╭─ 提示テキスト
だからこそ、社寺の存在が促す「愛を持って生きる力」の役割も大きいと言えます。愛する人たちのために人は努力し、困難な状態においても、最後まで「やり抜ける」モチベーションを持続できるのではないでしょうか。
【稲盛和夫は「おい、神様に祈ったか?」と声をかけた】
「経営の神様」と呼ばれる松下幸之助氏(パナソニックグループ創業者)と稲盛和夫氏(京セラ・KDDI創業者)。経営史に名を残すビジネスパーソン達はいったい何を祈ったのでしょうか?
「おい、神様に祈ったか?」
稲盛和夫氏の著書『働き方』(三笠書房)に出てくる稲盛氏の声かけです。まだ創業10年も経たない京セラにIBMから大量受注があった時のことです。IBMの要求水準は当時の京セラの技術水準を大きく上回り、いくら試作品を納めても品質検査で「不良品」と判定され、返品され続けました。
そんなある晩、職場で呆然と立ち尽くし、万策尽きたといった風情で泣く技術者に対し、稲盛氏は思わず「おい、神様に祈ったか?」と声をかけたのです。
稲盛氏の真意は、「人事を尽くし、後はもう神に祈り、天命を待つしか方法はないと言えるほど、すべての力を出し切ったのか。自分の身体が空っぽになるくらい、製品に自分の『思い』を込め、誰にも負けない努力を重ねたのか」(同書より引用)ということでした。
╰─
課題 1 |
稲盛和夫氏の声かけを紹介した文章から、「そんなある晩、職場で呆然と立」を含む語句で始め、「より引用)ということでした。」で終えるまでをそのまま書き写してください。
課題 2 |
稲盛和夫氏の「おい、神様に祈ったか?」という声かけを取り上げた文章を、最後の文の後から書き継いでください。
╭─ データ抜粋
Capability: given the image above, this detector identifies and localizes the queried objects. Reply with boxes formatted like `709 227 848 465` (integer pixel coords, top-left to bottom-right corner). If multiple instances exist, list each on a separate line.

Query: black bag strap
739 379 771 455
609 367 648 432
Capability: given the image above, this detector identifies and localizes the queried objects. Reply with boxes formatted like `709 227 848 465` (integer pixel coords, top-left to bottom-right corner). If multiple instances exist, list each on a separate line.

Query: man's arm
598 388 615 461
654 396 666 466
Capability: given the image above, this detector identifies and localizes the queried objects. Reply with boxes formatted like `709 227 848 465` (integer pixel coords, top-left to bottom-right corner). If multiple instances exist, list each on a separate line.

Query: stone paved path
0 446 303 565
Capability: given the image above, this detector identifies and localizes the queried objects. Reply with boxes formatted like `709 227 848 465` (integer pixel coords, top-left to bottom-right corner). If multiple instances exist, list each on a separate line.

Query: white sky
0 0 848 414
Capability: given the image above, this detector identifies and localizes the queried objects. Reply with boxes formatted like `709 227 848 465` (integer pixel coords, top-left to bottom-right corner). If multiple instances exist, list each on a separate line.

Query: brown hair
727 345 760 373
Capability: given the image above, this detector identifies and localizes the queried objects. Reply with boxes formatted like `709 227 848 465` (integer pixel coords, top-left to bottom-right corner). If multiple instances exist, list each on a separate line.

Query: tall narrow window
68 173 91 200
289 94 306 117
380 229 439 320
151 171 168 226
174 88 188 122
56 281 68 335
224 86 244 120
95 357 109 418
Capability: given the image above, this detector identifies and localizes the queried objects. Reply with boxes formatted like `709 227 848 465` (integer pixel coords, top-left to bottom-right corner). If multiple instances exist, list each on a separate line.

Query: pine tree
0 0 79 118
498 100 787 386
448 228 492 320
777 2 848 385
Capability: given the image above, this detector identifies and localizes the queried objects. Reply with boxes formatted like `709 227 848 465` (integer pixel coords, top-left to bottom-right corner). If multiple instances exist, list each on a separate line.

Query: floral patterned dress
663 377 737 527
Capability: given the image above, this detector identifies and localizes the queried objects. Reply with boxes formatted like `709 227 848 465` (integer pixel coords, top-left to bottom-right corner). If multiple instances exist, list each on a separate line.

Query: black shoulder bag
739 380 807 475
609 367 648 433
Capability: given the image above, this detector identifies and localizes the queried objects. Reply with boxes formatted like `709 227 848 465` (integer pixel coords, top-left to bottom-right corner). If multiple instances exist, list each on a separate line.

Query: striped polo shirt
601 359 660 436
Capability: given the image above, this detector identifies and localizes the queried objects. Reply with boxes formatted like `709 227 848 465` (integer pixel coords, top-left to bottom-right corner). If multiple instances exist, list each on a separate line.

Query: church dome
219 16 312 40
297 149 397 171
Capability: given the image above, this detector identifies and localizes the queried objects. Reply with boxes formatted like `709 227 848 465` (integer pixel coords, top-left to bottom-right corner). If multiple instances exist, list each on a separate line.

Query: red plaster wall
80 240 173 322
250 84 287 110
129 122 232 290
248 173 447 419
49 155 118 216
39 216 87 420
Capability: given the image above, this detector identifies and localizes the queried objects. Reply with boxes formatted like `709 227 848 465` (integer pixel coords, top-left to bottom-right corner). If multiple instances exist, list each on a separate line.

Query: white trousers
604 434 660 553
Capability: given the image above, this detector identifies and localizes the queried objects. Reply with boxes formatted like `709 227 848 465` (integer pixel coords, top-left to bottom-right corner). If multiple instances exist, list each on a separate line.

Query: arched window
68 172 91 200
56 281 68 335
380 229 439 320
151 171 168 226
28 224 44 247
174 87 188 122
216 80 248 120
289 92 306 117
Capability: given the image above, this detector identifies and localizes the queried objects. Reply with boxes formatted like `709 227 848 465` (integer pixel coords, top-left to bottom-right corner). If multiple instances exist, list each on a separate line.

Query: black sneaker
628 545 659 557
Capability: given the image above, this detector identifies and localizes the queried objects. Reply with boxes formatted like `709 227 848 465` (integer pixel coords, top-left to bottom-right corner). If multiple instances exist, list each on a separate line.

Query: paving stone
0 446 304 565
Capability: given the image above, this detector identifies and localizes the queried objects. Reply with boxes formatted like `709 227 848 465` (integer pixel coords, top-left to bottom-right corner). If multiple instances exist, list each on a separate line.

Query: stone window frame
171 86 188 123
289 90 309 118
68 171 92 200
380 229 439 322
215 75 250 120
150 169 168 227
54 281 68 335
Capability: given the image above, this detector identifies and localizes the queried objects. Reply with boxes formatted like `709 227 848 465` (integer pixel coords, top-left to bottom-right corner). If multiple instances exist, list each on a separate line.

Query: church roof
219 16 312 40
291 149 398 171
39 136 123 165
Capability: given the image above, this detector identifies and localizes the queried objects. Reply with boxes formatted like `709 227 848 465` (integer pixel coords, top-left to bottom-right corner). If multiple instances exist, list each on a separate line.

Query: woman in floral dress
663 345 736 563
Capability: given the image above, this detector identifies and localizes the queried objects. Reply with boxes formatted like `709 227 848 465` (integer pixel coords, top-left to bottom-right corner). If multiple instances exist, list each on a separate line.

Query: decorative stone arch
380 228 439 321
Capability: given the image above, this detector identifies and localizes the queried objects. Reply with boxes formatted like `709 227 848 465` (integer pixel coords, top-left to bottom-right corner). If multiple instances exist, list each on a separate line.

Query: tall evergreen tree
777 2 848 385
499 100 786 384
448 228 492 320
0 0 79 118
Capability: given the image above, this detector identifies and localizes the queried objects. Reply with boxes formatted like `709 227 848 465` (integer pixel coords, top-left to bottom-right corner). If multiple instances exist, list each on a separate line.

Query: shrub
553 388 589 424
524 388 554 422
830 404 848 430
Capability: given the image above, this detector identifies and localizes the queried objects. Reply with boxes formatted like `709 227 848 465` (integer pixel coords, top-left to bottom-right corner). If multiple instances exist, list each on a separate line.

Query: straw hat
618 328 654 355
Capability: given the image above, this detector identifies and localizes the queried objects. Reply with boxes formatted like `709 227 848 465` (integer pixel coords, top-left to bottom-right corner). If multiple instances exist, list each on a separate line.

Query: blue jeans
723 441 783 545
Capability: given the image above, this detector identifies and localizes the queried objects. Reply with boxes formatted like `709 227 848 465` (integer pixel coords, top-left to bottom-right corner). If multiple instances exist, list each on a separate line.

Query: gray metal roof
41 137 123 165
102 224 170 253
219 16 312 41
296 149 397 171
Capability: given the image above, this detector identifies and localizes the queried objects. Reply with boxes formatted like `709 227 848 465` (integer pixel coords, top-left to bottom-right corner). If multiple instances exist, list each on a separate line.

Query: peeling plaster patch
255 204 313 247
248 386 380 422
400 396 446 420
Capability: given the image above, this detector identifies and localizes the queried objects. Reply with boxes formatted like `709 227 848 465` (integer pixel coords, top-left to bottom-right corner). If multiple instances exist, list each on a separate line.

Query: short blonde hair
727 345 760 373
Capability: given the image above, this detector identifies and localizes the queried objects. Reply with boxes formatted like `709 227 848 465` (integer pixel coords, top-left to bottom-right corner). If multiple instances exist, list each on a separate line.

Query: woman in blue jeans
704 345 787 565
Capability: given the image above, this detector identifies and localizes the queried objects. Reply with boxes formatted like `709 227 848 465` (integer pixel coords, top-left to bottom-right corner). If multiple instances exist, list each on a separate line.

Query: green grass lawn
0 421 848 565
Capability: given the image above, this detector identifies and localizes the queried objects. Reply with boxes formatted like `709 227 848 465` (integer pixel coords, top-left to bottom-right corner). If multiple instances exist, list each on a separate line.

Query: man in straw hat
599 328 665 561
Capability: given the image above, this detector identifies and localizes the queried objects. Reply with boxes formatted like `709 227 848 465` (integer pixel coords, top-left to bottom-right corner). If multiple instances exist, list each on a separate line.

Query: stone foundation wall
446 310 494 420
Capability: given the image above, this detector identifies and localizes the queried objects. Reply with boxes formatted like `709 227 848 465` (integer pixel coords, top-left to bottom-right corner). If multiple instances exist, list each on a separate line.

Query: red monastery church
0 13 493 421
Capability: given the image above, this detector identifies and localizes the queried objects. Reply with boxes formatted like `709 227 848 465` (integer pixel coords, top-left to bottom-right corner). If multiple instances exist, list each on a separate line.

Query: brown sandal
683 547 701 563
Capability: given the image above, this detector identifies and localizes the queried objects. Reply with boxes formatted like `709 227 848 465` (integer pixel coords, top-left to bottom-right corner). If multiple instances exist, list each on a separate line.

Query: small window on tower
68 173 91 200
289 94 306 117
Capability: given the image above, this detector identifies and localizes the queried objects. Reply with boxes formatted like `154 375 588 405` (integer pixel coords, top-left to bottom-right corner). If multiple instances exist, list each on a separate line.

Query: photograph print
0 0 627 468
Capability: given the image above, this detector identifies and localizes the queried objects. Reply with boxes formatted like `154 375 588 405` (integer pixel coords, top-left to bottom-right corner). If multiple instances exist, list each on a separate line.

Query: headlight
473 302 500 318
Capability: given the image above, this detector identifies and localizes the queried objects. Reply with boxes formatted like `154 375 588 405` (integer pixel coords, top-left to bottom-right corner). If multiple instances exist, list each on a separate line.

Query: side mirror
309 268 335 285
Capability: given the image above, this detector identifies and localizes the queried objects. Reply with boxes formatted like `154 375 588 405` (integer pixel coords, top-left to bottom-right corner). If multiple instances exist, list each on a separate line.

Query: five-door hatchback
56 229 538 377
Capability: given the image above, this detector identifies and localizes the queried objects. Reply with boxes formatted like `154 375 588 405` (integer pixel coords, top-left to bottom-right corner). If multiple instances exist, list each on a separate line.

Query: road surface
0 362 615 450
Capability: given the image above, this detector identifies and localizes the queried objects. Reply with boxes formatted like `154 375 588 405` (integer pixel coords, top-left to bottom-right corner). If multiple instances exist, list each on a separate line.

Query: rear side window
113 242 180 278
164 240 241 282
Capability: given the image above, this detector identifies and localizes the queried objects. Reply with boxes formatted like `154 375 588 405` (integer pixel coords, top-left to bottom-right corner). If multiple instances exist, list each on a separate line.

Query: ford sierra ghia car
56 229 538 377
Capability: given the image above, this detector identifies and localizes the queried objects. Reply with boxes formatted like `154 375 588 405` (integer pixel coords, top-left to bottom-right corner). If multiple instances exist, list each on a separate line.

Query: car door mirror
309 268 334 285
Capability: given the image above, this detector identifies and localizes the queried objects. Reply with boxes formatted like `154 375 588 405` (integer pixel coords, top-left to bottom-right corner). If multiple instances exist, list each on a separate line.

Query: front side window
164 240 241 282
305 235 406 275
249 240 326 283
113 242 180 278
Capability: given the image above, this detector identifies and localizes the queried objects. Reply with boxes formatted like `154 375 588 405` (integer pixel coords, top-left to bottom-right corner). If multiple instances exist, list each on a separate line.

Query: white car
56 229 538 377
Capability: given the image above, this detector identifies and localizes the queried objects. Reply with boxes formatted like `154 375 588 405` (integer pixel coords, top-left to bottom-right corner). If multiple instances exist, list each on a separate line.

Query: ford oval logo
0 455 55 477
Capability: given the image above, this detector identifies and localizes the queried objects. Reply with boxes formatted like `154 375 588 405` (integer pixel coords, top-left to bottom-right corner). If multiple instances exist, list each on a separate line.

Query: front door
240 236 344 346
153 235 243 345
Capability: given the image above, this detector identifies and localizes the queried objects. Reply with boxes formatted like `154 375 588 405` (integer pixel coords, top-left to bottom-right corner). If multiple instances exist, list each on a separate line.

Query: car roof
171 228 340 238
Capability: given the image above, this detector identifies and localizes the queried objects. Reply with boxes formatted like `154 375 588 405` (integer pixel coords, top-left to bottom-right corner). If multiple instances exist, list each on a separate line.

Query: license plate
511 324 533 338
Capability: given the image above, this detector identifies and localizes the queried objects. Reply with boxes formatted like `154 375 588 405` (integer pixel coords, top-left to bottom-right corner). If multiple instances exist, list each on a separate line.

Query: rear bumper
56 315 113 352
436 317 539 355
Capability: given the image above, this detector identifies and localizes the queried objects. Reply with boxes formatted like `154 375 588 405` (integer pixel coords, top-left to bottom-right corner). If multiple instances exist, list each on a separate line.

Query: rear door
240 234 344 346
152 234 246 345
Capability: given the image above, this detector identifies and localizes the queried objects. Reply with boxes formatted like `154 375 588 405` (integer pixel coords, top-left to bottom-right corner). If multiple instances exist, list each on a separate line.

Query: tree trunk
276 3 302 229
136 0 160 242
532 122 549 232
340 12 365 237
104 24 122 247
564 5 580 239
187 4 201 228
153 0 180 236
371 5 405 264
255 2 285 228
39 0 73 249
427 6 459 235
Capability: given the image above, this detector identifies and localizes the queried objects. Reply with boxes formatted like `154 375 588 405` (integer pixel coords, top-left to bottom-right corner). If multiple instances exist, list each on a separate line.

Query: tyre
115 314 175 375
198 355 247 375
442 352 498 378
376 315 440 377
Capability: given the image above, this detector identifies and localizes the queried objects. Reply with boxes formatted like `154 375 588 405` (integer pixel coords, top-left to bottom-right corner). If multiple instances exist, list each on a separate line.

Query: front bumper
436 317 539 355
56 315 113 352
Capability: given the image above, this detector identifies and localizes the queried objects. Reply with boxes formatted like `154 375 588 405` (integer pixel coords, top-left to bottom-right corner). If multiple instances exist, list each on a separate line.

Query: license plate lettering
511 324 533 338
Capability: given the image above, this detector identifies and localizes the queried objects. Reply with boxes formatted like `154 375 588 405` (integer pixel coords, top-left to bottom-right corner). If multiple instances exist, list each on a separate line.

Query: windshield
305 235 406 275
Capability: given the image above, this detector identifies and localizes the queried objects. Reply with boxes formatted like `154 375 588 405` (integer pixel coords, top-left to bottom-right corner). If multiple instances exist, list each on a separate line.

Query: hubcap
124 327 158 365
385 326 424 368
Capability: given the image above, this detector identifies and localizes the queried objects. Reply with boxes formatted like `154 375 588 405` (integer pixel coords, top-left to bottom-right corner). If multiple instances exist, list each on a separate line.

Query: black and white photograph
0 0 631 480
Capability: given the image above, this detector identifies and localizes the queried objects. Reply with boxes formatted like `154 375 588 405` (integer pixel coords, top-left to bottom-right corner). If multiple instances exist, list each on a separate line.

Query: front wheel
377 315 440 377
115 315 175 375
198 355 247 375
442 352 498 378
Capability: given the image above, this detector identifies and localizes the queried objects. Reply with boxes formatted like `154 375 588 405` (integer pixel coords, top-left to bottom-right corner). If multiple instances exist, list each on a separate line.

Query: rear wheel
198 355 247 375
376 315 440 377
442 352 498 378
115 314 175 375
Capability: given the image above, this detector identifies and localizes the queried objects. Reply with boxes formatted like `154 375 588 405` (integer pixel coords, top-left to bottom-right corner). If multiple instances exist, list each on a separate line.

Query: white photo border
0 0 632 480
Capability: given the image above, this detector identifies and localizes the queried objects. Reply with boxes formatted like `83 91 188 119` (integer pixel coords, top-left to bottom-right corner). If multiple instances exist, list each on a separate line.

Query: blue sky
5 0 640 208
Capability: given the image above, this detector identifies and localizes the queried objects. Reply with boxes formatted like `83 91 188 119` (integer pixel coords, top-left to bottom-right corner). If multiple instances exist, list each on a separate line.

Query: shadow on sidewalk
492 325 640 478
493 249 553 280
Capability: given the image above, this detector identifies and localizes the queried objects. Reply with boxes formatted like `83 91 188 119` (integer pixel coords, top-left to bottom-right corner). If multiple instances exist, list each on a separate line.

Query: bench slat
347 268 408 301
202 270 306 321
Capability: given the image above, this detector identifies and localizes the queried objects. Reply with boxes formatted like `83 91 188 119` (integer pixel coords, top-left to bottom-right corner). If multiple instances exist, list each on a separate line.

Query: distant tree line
╰─
解答 1 |
そんなある晩、職場で呆然と立ち尽くし、万策尽きたといった風情で泣く技術者に対し、稲盛氏は思わず「おい、神様に祈ったか?」と声をかけたのです。
稲盛氏の真意は、「人事を尽くし、後はもう神に祈り、天命を待つしか方法はないと言えるほど、すべての力を出し切ったのか。自分の身体が空っぽになるくらい、製品に自分の『思い』を込め、誰にも負けない努力を重ねたのか」(同書より引用)ということでした。

解答 2 |
【「力の限り努力しますが、神様もお助けください」】
その技術者は、稲盛氏の言葉で再び気持ちを奮い起こして開発に取り組み、IBMから「合格通知」を受ける製品を完成させました。
このエピソードから、稲盛氏にとって神仏への祈りは、前述のGRIT(グリット)、すなわち「やり抜く力」を付けるためと推測します。人事を尽くしきる力です。
のちに僧侶になるほど仏教に傾倒した稲盛氏ですが、神社参拝にもこだわりがあり、京セラ第2代社長である青山政次氏の著書『心の京セラ二十年』(非売品)よると、初詣は京都の車折神社、八坂神社、伏見稲荷大社に連続して参拝されたようです。
特に車折神社は、当時の稲盛氏の自宅近くにあり、創業して最初のお正月に「一番にお参りしたい」と、元旦午前0時前に稲盛夫妻と青山夫妻の4人が集まりました。そして時計が0時を指した瞬間、稲盛氏と青山氏は2人一緒に鈴を鳴らして拍手を打ち、京セラの発展を祈願したと伝えられています。
稲盛氏は何事も一番が好きで、初詣も一番にお参りして、「自分は力の限り努力しますが、神様もお助けください」と、神様の加護を願ったそうです。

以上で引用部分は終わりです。